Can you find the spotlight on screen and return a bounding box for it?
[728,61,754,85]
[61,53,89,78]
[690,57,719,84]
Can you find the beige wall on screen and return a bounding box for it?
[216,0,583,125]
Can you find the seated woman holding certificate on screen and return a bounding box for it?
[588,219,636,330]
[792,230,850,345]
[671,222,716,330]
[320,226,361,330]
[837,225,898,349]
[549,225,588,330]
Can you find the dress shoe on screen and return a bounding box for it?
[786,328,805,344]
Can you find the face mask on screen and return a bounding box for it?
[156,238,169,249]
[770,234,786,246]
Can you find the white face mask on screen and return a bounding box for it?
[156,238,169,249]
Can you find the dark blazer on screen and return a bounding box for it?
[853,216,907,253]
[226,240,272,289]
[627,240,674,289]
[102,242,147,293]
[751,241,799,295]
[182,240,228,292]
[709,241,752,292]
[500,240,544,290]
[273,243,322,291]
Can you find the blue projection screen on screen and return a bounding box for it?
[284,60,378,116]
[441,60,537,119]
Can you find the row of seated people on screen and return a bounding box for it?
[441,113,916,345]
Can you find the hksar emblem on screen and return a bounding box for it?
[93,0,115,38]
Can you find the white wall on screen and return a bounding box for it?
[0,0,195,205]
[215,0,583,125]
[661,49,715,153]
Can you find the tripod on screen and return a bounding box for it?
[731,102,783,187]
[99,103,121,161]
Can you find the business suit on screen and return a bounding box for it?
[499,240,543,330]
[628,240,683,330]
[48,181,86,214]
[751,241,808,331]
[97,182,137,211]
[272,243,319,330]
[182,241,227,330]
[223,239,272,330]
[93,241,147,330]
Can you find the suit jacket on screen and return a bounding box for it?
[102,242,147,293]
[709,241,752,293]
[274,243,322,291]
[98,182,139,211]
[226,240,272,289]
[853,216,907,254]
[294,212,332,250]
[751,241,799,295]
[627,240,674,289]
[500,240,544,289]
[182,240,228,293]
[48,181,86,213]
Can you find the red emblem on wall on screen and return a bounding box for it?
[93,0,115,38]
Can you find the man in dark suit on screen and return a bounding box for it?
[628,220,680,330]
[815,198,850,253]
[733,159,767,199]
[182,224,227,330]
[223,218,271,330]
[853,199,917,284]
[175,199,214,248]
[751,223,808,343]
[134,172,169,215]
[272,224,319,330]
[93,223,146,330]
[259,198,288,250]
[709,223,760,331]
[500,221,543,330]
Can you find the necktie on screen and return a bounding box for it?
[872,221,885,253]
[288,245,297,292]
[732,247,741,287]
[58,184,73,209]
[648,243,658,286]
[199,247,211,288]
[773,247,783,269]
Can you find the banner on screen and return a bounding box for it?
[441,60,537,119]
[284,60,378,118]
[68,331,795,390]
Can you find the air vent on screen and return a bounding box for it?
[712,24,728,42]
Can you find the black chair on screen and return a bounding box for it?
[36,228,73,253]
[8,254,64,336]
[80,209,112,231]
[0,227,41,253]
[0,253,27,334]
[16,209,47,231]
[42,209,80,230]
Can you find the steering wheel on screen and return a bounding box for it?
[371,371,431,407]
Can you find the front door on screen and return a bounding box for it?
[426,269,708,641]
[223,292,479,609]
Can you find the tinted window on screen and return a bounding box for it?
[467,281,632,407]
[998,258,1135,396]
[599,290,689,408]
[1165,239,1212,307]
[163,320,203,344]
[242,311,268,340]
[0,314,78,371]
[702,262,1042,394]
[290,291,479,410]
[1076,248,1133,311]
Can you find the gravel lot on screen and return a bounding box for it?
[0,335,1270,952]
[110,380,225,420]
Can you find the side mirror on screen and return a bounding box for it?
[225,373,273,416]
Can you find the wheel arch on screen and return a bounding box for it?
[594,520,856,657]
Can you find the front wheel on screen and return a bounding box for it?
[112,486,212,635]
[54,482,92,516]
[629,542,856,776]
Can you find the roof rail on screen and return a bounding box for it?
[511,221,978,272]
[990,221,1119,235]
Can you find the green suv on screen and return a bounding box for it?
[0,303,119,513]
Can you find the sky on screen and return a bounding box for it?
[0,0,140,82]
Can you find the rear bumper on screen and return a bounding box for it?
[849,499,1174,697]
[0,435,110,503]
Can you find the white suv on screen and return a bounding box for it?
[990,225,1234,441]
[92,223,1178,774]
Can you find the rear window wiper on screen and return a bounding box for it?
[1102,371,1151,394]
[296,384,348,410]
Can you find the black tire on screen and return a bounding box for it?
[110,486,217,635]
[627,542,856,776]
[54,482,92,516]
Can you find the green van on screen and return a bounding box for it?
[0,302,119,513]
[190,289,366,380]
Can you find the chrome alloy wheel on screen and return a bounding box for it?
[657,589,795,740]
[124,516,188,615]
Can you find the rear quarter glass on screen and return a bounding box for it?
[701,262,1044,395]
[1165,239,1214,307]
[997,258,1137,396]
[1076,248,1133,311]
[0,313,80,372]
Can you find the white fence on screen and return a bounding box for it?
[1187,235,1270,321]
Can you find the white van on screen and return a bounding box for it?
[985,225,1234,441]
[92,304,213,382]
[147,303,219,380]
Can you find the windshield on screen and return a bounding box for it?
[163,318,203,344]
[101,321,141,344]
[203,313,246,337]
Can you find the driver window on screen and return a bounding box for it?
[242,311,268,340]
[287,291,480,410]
==
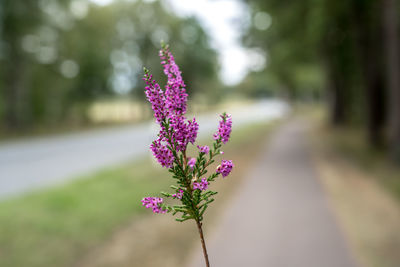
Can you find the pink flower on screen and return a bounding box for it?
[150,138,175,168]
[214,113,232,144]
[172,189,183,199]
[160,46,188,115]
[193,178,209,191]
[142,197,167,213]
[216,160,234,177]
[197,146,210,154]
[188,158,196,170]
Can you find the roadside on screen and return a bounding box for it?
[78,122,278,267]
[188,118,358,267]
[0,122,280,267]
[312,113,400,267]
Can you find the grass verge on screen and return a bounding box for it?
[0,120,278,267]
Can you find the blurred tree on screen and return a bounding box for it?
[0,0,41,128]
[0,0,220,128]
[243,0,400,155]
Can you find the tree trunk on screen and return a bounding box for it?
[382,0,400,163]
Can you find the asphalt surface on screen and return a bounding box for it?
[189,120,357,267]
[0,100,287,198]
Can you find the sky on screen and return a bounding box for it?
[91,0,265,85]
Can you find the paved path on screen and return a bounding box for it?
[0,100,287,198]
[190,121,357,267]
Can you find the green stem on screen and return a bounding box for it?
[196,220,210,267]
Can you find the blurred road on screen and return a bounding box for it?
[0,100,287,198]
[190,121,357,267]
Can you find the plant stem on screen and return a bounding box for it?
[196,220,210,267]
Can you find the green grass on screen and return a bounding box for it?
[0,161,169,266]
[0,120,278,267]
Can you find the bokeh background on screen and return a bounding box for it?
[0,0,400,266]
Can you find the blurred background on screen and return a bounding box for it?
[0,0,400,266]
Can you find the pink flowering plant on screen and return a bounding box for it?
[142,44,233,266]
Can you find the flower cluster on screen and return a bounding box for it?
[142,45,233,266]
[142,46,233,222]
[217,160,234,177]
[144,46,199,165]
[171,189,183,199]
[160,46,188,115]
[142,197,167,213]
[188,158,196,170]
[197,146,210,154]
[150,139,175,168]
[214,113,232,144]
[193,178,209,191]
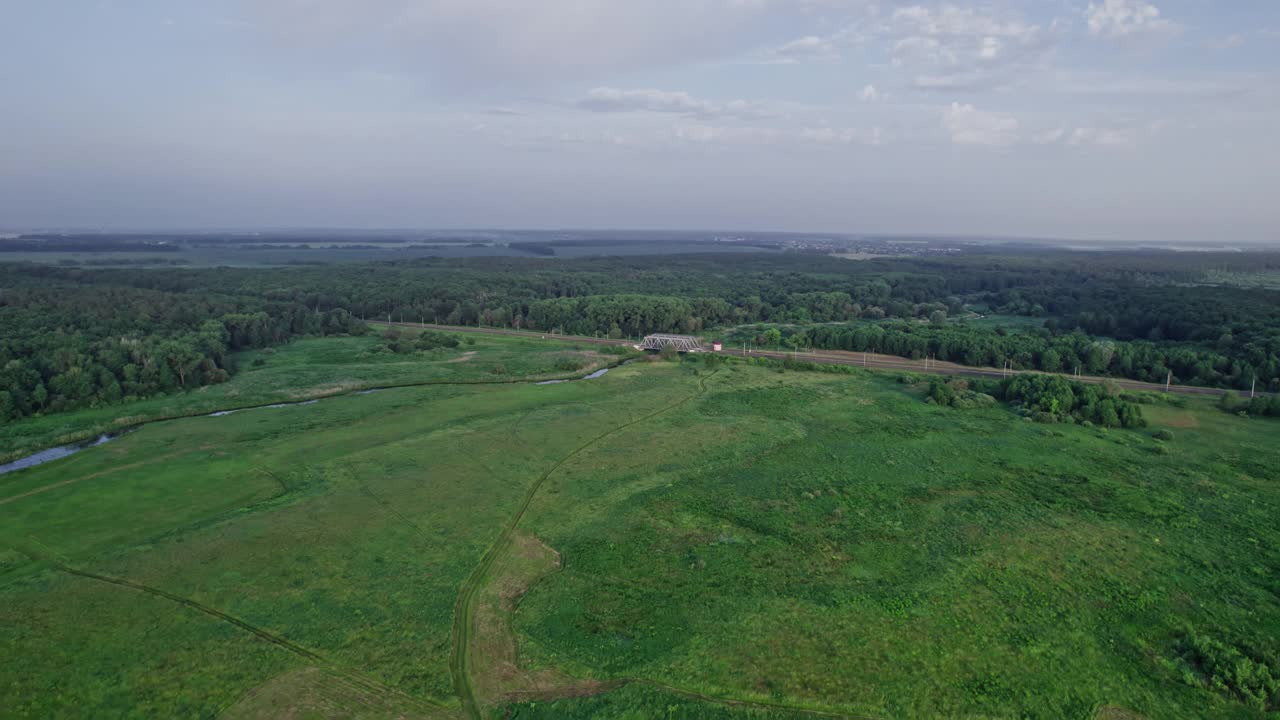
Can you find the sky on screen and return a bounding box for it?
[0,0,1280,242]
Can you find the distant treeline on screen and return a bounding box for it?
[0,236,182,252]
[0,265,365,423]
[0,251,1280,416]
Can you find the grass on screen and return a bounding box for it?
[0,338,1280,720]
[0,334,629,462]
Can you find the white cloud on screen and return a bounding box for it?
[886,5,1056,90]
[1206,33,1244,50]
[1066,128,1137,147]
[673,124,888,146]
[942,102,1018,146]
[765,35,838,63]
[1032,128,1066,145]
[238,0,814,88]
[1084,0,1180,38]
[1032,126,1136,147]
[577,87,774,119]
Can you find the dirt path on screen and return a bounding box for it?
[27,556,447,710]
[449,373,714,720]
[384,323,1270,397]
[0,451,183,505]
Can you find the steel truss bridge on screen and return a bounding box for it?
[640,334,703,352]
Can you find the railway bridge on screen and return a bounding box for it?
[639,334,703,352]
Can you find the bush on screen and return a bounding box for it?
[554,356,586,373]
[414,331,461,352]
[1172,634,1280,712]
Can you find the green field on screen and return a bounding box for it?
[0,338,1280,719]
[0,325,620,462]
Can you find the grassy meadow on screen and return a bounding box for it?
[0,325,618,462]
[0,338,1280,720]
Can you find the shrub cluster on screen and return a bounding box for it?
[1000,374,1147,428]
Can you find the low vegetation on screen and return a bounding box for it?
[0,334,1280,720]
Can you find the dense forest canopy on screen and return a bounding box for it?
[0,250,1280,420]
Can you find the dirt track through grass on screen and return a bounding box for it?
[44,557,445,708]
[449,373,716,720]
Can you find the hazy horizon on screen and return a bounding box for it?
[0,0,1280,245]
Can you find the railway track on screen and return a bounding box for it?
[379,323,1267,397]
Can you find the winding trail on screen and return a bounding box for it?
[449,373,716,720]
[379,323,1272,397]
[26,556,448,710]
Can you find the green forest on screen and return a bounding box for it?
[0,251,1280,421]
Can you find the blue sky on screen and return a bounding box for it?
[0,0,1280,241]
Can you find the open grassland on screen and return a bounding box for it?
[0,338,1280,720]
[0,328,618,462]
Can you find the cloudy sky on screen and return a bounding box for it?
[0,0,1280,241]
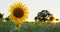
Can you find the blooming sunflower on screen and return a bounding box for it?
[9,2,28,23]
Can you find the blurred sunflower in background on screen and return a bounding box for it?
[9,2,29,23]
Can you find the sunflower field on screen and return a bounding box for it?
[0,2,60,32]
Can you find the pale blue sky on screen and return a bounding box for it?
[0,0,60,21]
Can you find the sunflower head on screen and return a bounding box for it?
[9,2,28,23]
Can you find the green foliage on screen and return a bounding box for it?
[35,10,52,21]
* * *
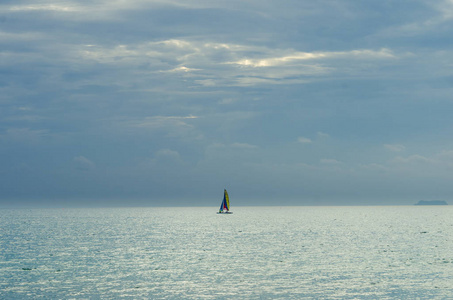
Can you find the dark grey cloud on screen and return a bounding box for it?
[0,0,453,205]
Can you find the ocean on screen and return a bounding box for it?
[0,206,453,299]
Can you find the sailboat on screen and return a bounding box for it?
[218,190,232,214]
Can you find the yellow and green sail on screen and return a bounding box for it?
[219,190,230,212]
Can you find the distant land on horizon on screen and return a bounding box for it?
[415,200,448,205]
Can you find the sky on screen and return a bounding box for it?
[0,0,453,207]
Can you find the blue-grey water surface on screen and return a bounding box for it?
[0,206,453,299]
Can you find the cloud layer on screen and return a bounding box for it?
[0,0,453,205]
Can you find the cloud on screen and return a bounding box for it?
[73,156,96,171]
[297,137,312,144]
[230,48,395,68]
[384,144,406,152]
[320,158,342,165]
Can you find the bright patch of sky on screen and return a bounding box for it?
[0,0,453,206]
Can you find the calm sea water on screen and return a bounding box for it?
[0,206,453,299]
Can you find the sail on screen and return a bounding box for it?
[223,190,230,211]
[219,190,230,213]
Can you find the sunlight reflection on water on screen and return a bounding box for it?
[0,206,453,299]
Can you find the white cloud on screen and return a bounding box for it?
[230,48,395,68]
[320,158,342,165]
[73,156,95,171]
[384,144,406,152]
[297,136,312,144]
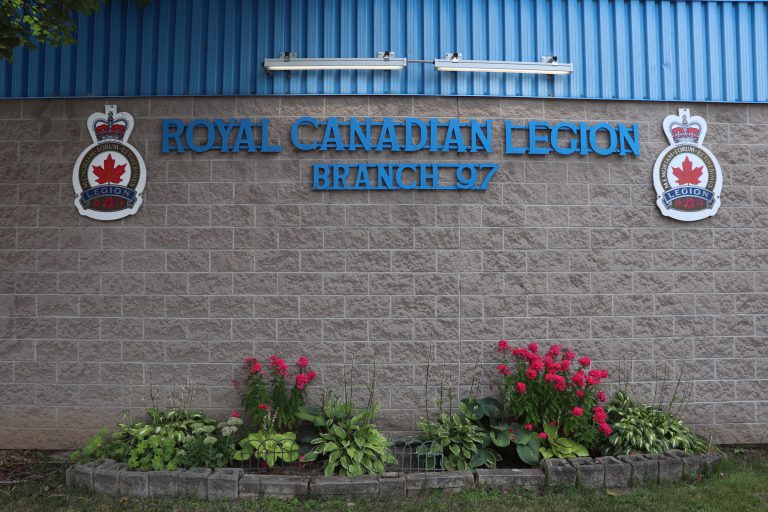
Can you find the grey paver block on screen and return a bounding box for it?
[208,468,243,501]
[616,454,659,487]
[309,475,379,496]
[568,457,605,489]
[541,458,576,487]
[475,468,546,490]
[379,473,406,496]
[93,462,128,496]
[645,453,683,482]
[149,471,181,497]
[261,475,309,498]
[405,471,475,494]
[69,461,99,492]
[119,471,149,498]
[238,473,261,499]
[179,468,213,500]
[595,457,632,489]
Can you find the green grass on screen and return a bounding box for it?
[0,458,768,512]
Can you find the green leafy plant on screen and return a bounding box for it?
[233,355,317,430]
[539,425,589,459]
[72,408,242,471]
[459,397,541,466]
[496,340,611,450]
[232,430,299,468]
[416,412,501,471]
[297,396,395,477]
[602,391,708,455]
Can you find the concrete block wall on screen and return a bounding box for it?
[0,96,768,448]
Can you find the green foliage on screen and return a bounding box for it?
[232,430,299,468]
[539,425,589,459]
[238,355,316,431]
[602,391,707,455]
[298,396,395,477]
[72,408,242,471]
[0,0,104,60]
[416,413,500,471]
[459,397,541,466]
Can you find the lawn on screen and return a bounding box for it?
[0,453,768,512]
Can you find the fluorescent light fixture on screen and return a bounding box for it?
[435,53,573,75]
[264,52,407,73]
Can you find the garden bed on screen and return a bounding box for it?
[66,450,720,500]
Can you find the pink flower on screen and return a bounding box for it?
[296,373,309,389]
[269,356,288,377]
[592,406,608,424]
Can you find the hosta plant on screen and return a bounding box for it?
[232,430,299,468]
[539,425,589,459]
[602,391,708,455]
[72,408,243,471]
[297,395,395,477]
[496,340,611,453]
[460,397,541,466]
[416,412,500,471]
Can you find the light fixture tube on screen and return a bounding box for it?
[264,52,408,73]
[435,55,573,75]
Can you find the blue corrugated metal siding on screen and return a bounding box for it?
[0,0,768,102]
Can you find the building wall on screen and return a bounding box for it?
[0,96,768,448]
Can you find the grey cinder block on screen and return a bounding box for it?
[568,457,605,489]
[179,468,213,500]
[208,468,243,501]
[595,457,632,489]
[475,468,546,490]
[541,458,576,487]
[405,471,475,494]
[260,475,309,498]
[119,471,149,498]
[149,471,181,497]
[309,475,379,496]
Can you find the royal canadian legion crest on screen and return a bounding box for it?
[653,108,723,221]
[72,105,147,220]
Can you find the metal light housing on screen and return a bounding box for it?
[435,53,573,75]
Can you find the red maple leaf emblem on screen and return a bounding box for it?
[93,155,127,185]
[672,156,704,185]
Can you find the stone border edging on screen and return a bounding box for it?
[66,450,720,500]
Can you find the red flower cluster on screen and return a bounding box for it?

Task:
Please write out the part of the listing that opens with the line containing "Can you find the air" and closes with the line containing "[594,520,856,657]", both lines included.

Answer for this exercise:
Can you find the air vent on screen and return a bounding box for it?
[712,24,728,42]
Can you find the black chair on screen and return a bounding box for it?
[36,228,73,253]
[8,254,64,336]
[80,209,112,231]
[0,227,41,253]
[0,253,27,334]
[16,209,47,231]
[42,209,80,230]
Can you find the steering wheel on screen and return a bounding box for it?
[371,371,431,407]
Can you find the front door on screen and return a bounding box for it?
[426,269,708,641]
[223,292,479,609]
Can you find the tinted window on screen and return a bounding box for it?
[467,281,632,407]
[998,258,1135,396]
[599,290,689,408]
[1165,239,1212,307]
[163,320,203,344]
[242,311,268,340]
[0,314,78,371]
[702,262,1042,394]
[290,291,479,410]
[1076,248,1133,311]
Can you find the gravel lot on screen and return a bounding box for it?
[0,335,1270,952]
[110,380,225,420]
Can you find the side mirror on screen and return a bounding box for it?
[225,373,273,416]
Can you find the wheel arch on screen and return a bounding box for it?
[594,520,856,657]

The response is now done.